- Exercise objective
Pull out every line of the items below that contains the word "mountain". Case matters.

** START Entries shown **

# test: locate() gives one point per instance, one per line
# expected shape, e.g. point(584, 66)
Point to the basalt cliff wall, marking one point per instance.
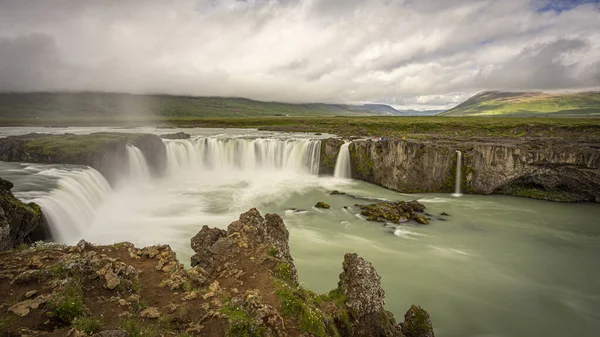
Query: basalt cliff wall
point(105, 152)
point(550, 170)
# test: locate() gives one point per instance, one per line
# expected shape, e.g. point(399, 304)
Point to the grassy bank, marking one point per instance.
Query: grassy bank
point(569, 128)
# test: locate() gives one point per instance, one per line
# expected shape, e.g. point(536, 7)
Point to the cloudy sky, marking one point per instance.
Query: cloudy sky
point(408, 53)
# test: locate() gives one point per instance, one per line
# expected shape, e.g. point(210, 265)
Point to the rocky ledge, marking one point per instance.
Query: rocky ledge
point(105, 152)
point(243, 283)
point(19, 223)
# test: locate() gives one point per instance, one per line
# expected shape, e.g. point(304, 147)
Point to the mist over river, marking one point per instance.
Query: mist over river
point(496, 266)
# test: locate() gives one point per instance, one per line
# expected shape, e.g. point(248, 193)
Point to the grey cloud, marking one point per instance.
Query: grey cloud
point(413, 53)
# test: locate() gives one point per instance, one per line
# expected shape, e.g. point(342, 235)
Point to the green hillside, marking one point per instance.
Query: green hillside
point(116, 105)
point(529, 104)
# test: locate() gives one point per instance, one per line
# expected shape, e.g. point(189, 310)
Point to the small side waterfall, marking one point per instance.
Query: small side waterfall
point(458, 174)
point(70, 208)
point(214, 153)
point(342, 164)
point(138, 167)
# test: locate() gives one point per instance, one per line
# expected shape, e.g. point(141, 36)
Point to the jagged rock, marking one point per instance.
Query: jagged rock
point(19, 222)
point(421, 219)
point(112, 333)
point(23, 308)
point(322, 204)
point(202, 244)
point(551, 169)
point(396, 212)
point(178, 135)
point(112, 280)
point(151, 312)
point(215, 247)
point(361, 285)
point(30, 293)
point(417, 323)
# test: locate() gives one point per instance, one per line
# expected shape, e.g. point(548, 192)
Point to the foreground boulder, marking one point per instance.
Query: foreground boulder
point(395, 212)
point(243, 283)
point(19, 223)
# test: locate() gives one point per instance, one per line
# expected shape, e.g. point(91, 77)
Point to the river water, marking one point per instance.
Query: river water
point(496, 266)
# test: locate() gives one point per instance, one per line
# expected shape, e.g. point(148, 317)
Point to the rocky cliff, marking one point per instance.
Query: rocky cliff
point(243, 283)
point(545, 169)
point(19, 223)
point(106, 152)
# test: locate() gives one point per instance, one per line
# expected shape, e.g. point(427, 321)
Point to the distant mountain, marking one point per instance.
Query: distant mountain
point(498, 103)
point(413, 112)
point(118, 105)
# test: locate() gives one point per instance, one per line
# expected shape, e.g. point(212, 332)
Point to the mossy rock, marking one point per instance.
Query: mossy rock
point(323, 205)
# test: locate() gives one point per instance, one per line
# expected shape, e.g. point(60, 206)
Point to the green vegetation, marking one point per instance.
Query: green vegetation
point(75, 147)
point(89, 325)
point(495, 103)
point(240, 323)
point(123, 106)
point(68, 304)
point(6, 322)
point(137, 328)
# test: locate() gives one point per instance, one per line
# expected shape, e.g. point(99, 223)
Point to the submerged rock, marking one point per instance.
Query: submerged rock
point(178, 135)
point(322, 204)
point(417, 323)
point(395, 212)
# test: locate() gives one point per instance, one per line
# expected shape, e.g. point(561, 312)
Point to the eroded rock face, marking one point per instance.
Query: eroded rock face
point(107, 154)
point(330, 148)
point(551, 170)
point(361, 285)
point(215, 247)
point(19, 222)
point(178, 135)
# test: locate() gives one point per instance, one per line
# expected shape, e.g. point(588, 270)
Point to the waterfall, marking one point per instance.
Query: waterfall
point(214, 153)
point(458, 174)
point(342, 164)
point(70, 208)
point(138, 167)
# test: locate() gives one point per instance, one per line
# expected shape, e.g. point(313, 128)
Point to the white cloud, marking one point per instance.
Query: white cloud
point(409, 53)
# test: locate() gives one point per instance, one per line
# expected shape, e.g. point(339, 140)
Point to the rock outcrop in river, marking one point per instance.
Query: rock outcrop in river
point(543, 169)
point(19, 223)
point(106, 152)
point(243, 283)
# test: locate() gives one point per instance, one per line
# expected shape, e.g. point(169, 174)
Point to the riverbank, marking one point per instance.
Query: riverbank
point(583, 129)
point(243, 283)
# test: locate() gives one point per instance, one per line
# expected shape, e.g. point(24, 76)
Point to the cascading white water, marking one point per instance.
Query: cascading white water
point(458, 174)
point(342, 164)
point(138, 167)
point(70, 208)
point(214, 153)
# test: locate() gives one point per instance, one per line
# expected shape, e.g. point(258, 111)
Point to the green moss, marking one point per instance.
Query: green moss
point(6, 322)
point(323, 205)
point(240, 323)
point(89, 325)
point(67, 305)
point(137, 328)
point(362, 165)
point(273, 251)
point(538, 193)
point(284, 271)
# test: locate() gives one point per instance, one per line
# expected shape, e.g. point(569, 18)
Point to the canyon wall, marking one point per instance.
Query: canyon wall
point(550, 170)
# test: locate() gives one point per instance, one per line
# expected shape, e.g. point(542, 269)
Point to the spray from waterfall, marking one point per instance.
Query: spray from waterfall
point(138, 167)
point(458, 174)
point(70, 208)
point(342, 164)
point(214, 153)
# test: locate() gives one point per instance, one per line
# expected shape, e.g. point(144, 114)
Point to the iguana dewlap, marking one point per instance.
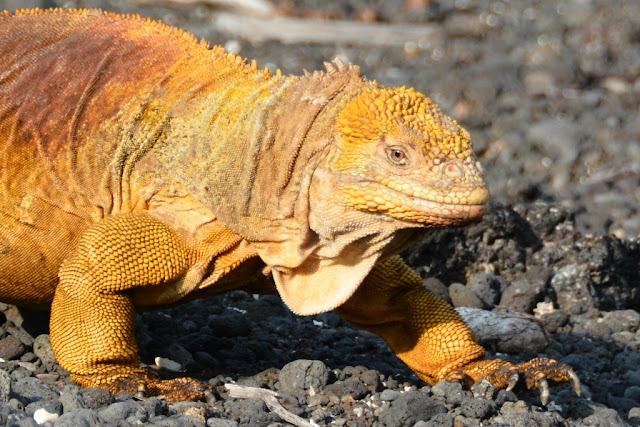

** END Entries shown **

- Solution to this task
Point to the distant mountain, marking one point per instance.
Query: distant mountain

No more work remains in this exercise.